Extrait à lire.
....
Un autre monument, et plus grand, à élever à nos poëtes, ce serait une édition de leurs ouvrages, comme on ne s'est même pas encore occupé d'en entreprendre, à plus forte raison d'en achever une seule. Celui qui naquit pour notre gloire, il y a aujourd'hui cent ans, repose déjà depuis plus d'un demi-siècle dans le sein de la terre, et ses poésies ne s'offrent pas encore à nos yeux dans l'état où nous pourrions en saisir l'ordre et l'enchaînement, en percevoir les variantes, et trouver le moyen de jouir de toutes leurs qualités sous leur expression définitive, et en un texte fixé dans une forme extérieure digne d'elles. Pour Schiller, à vrai dire, on a plus fait en ce point que pour Goethe. La traduction française des œuvres de Schiller, dirigée et menée à bien par M. Régnier, profond connaisseur non-seulement de notre langue actuelle, mais encore de notre ancienne langue allemande, peut, sous plusieurs rapports, être considérée comme un modèle. Goethe et Schiller ont remanié mainte et mainte fois leurs poésies; souvent même les textes diffèrent entre eux autant pour le moins que s'il s'agissait de poésies du moyen âge, et l'on ne préférera pas partout la nouvelle leçon à l'ancienne; il est nécessaire et fort instructif de connaître les deux textes et tous ceux qui peuvent exister. Ce qui empêche les éditions critiques, qui plus tôt ou plus tard devront se produire, aussi bien que les éditions de luxe s'offriront à la fin comme le couronnement de l'œuvre, c'est le monopole, c'est l'éditeur, qui a fait exécuter des tirages nombreux et variés des œuvres

de Schiller, mais qui, autant qu'il est donné au public d'en savoir, s'est médiocrement préparé en vue de cette solennité nationale depuis si longtemps arrêtée. Cette convention à long terme, passée par nos deux poëtes avec une maison de librairie puissante', solidement établie et entreprenante, leur a été certainement fort utile et profitable; mais on ne saurait dire que notre littérature en ait retiré grand avantage dans le cours des temps.

Cette douloureuse pensée se réveille en nous en ce moment avec toute sa force. Nous laissons à chacun la liberté d'agir selon son devoir; personne toutefois ne nous défendra d'exprimer notre surprise de voir qu'au moment propice, où la chose pouvait être féconde en bons résultats et où l'on eût dù faire libéralement des distributions volontaires dans des localités convenables, acquittant ainsi une sorte de dette, on ait cru devoir s'en abstenir. Les ouvrages que laissent après eux de grands poëtes sont pour leurs éditeurs une source de revenus qui vont croissant avec la vogue de ces ouvrages et qui ne pouvaient en aucune façon être stipulés dans la première convention passée avec les auteurs. Nul écrivain ne peut prévoir le succès réservé à ses écrits et le profit qu'on en pourra retirer; il n'a pu davantage octroyer à tout jamais au libraire qu'il a eu sous la main la propriété d'un bien qu'en réalité il destinait à tout le monde : la propriété du genre humain a des droits supérieurs, et plus grands que ceux des héritiers même et des descendants. S'il est légitime et va de soi qu'un auteur participe de son vivant au profit de nouvelles éditions, et qu'après sa mort également, on trouve juste que les bénéfices qui s'accroissent soient partagés durant un certain laps de temps entre les héritiers et l'éditeur, cependant le législateur a senti le besoin de fixer des délais, après l'expiration desquels ces ouvrages tomberaient de droit dans le domaine public, pourraient désormais être édités par plusieurs libraires, revus par d'autres écrivains, absolument comme il peut arriver pour les livres que nous a laissés l'antiquité. Alors tout le succès dépendra du mérite de la critique qui recomposera ces ouvrages, et de la manière dont seront établies les nouvelles éditions.
....
Enregistrements d'annotation par points:
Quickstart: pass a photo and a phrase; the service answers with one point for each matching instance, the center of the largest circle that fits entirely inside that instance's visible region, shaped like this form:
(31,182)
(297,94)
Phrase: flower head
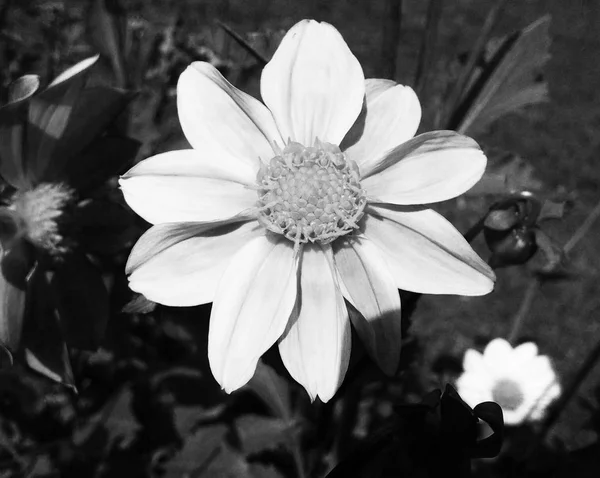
(54,152)
(522,382)
(284,212)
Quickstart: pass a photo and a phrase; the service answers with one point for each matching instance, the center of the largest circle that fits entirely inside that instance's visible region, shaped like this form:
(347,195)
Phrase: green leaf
(49,115)
(17,263)
(258,434)
(104,27)
(115,418)
(139,305)
(94,111)
(552,210)
(43,342)
(505,173)
(199,451)
(491,413)
(23,87)
(106,227)
(272,389)
(107,156)
(510,81)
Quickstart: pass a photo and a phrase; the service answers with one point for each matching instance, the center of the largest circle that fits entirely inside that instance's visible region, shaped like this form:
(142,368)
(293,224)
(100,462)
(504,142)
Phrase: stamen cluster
(310,193)
(508,394)
(40,212)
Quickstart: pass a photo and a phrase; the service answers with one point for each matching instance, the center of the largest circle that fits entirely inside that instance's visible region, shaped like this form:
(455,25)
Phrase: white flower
(282,213)
(522,382)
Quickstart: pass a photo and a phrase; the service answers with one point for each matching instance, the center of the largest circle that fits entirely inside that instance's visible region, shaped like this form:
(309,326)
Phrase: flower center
(40,214)
(508,394)
(310,193)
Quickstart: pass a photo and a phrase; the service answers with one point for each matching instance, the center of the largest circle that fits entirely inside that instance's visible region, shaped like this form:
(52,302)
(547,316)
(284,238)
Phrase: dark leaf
(22,88)
(552,257)
(105,227)
(272,389)
(264,471)
(510,81)
(139,305)
(83,302)
(198,453)
(17,263)
(505,173)
(106,36)
(43,343)
(94,111)
(502,219)
(244,44)
(115,418)
(491,413)
(13,117)
(105,157)
(258,434)
(552,210)
(49,115)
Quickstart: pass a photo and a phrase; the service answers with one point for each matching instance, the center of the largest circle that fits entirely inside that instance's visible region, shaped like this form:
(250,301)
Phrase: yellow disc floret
(310,194)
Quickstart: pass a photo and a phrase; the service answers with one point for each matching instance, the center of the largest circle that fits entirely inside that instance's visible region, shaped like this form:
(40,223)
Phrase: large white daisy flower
(283,211)
(522,382)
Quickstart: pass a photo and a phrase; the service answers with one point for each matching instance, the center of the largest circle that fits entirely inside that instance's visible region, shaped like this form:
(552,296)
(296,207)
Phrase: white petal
(498,357)
(316,345)
(426,253)
(371,290)
(181,186)
(180,264)
(473,388)
(391,117)
(218,118)
(255,297)
(314,85)
(514,417)
(429,168)
(376,86)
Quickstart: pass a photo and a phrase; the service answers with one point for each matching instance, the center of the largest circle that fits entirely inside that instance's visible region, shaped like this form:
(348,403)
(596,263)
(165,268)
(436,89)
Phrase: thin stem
(583,229)
(462,82)
(521,314)
(390,38)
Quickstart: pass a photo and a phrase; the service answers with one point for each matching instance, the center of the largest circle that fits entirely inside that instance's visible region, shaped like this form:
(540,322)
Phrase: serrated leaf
(272,389)
(510,81)
(23,87)
(43,341)
(258,434)
(115,418)
(199,450)
(264,471)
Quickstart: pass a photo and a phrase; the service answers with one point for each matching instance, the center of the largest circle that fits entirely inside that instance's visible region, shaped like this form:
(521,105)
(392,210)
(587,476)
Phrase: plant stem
(519,318)
(426,53)
(484,35)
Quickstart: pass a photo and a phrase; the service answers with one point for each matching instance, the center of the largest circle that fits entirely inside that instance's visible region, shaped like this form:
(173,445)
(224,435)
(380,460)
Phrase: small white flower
(522,382)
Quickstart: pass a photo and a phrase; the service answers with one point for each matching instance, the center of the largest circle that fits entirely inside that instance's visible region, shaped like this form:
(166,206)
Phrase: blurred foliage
(142,401)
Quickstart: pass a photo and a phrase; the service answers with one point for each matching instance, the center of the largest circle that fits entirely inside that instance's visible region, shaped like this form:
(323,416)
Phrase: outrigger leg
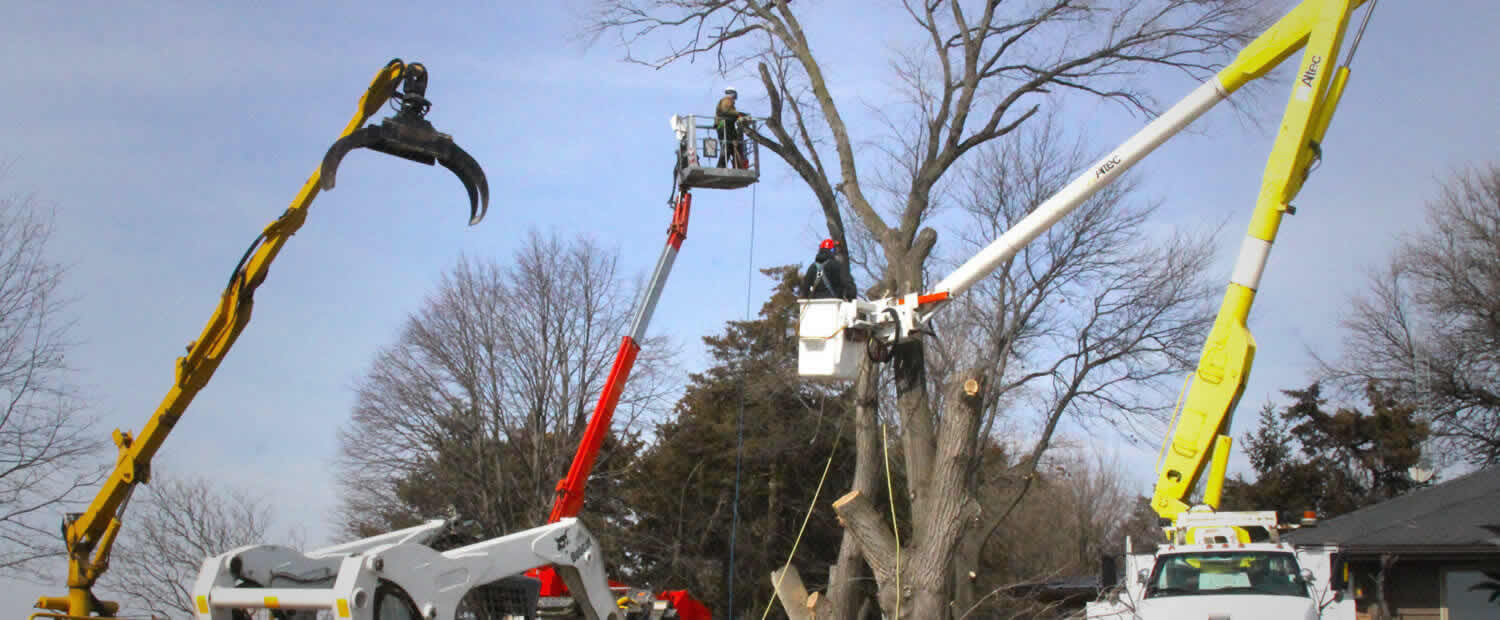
(411,137)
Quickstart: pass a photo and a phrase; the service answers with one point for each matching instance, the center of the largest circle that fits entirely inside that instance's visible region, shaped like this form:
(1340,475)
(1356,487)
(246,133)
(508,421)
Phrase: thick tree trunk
(848,584)
(917,577)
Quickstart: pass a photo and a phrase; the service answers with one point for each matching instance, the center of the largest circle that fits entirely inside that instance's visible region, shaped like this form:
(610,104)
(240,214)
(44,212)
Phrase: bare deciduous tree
(174,527)
(1428,329)
(981,71)
(482,401)
(45,448)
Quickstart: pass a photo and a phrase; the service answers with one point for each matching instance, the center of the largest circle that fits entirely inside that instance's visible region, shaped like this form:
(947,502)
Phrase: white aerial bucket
(824,347)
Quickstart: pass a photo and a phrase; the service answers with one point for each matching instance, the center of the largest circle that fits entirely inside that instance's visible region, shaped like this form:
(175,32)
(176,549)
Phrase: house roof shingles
(1446,515)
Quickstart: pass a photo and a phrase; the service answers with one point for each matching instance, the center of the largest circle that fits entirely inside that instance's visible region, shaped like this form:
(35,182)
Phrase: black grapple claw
(411,137)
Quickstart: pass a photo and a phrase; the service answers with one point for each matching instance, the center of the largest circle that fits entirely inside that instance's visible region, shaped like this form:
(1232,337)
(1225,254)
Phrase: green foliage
(1307,458)
(681,488)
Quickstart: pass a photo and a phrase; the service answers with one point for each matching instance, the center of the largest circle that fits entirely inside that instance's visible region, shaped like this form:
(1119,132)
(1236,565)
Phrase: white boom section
(396,577)
(1103,173)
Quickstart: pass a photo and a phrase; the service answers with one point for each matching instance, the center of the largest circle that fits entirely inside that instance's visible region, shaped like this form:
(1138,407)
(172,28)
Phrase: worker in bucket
(828,276)
(726,119)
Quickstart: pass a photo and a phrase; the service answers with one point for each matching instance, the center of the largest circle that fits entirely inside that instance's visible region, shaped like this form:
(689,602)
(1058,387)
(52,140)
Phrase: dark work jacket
(828,276)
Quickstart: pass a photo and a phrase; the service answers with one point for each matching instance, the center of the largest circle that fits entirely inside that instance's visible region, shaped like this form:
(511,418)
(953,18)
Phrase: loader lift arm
(90,535)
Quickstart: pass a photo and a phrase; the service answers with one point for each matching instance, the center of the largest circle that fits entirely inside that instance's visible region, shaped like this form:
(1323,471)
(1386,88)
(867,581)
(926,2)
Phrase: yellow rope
(819,490)
(890,494)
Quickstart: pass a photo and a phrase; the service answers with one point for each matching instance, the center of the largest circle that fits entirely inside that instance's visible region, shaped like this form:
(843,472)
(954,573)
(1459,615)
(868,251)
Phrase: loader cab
(705,159)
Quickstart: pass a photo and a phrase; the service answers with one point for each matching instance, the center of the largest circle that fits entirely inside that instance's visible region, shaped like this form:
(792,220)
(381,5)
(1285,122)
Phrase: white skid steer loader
(399,577)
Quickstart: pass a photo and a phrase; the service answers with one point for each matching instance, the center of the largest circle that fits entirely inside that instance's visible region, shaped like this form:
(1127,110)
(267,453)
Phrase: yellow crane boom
(1200,431)
(90,535)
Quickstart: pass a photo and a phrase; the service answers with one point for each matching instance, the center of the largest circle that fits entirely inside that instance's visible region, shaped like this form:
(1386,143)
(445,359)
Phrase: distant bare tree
(173,530)
(482,401)
(1428,329)
(45,446)
(977,71)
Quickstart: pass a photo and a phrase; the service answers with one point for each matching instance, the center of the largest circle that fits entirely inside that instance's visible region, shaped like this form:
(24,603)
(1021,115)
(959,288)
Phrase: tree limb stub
(867,527)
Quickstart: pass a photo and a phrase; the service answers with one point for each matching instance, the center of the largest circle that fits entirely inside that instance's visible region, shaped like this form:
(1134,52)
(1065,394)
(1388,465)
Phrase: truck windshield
(1226,572)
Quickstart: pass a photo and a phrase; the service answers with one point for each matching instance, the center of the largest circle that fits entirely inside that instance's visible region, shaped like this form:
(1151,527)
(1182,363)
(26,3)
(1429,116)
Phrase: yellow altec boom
(90,535)
(1202,427)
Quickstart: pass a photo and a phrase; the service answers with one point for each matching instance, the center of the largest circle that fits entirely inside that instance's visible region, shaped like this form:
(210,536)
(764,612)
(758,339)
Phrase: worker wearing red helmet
(828,275)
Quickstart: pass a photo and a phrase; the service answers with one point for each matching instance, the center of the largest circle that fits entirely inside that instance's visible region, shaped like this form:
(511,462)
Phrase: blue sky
(168,134)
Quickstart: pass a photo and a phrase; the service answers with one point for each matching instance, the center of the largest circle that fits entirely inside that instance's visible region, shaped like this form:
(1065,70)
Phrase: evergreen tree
(1307,458)
(681,490)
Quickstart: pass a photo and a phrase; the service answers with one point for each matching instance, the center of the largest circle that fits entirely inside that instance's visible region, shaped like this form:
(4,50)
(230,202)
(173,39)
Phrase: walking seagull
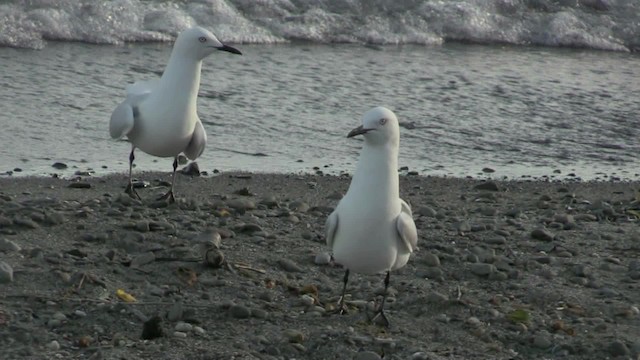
(372,229)
(160,116)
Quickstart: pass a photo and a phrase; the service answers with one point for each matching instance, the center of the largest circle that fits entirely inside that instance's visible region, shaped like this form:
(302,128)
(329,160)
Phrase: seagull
(160,116)
(372,230)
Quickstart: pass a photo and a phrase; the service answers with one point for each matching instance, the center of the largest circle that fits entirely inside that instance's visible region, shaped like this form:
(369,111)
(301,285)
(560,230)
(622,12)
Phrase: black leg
(169,195)
(130,190)
(342,308)
(380,317)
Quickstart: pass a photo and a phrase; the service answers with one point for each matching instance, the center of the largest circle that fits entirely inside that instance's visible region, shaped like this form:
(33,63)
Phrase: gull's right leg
(342,308)
(130,190)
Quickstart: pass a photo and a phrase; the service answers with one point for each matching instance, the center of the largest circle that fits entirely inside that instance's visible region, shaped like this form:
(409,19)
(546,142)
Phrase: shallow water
(519,110)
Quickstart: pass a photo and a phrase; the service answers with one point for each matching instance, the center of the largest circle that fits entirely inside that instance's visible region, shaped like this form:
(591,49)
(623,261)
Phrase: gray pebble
(487,185)
(143,259)
(240,311)
(426,211)
(142,226)
(542,341)
(175,312)
(582,270)
(259,313)
(8,246)
(293,336)
(322,259)
(53,346)
(542,234)
(289,265)
(80,185)
(28,223)
(496,240)
(482,269)
(241,204)
(618,348)
(6,273)
(299,206)
(183,327)
(367,355)
(53,218)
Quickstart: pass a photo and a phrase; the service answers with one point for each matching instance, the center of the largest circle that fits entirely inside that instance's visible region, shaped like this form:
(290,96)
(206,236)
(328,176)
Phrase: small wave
(595,24)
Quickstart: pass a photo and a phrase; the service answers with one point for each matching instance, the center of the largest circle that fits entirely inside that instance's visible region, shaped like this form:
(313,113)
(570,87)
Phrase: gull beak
(360,130)
(229,49)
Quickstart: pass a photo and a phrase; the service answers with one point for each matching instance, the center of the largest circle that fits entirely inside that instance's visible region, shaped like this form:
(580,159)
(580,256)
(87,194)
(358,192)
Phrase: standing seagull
(372,229)
(160,116)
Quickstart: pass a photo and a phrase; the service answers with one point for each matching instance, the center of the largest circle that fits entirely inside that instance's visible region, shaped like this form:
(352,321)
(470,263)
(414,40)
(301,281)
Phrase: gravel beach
(237,268)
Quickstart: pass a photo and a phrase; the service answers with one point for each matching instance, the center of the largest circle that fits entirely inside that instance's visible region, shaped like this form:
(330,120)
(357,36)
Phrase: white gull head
(379,127)
(198,43)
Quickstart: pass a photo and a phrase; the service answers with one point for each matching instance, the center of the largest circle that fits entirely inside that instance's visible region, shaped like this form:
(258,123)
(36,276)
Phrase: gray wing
(197,143)
(123,117)
(122,120)
(330,228)
(407,230)
(405,207)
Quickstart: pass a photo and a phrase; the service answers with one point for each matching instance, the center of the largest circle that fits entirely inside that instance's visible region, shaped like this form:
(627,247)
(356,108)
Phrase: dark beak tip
(230,49)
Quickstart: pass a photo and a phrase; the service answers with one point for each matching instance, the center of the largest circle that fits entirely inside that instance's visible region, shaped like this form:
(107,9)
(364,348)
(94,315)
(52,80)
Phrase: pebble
(143,259)
(322,259)
(6,273)
(307,300)
(426,211)
(241,204)
(482,269)
(28,223)
(293,336)
(79,185)
(618,348)
(8,246)
(183,327)
(431,259)
(175,312)
(53,346)
(542,234)
(367,355)
(496,240)
(198,330)
(289,265)
(542,341)
(240,311)
(192,169)
(152,328)
(487,185)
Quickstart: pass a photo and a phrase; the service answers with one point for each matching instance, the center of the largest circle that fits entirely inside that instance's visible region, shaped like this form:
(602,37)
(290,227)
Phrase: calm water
(519,110)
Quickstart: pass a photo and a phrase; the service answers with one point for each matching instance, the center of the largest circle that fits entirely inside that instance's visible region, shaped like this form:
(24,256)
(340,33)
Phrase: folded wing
(331,227)
(197,143)
(407,231)
(123,117)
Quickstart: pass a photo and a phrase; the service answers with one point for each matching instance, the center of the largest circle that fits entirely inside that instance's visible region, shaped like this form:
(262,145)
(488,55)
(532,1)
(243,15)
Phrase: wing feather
(122,120)
(406,227)
(331,227)
(197,143)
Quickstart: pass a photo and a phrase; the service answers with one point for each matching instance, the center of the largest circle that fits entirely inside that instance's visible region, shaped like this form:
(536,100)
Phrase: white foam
(597,24)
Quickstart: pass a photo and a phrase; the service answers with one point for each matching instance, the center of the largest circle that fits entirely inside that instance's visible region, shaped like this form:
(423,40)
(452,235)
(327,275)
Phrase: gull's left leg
(380,317)
(169,195)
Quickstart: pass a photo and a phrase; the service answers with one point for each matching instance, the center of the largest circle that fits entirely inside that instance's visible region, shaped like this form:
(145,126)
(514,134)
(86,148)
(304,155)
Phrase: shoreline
(505,270)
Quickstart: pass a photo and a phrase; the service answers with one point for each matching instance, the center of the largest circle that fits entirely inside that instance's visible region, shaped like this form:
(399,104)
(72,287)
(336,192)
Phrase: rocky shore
(237,268)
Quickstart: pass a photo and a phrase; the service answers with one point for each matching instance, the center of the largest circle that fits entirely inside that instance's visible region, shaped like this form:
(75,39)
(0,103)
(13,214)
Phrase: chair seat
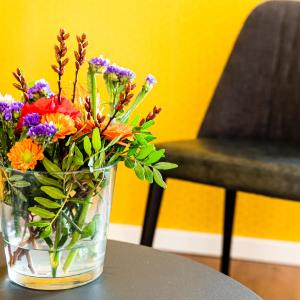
....
D'après l'extrait à lire, qui a dirigé et mené à bien la traduction française des œuvres de Schiller ?

M. Régnier.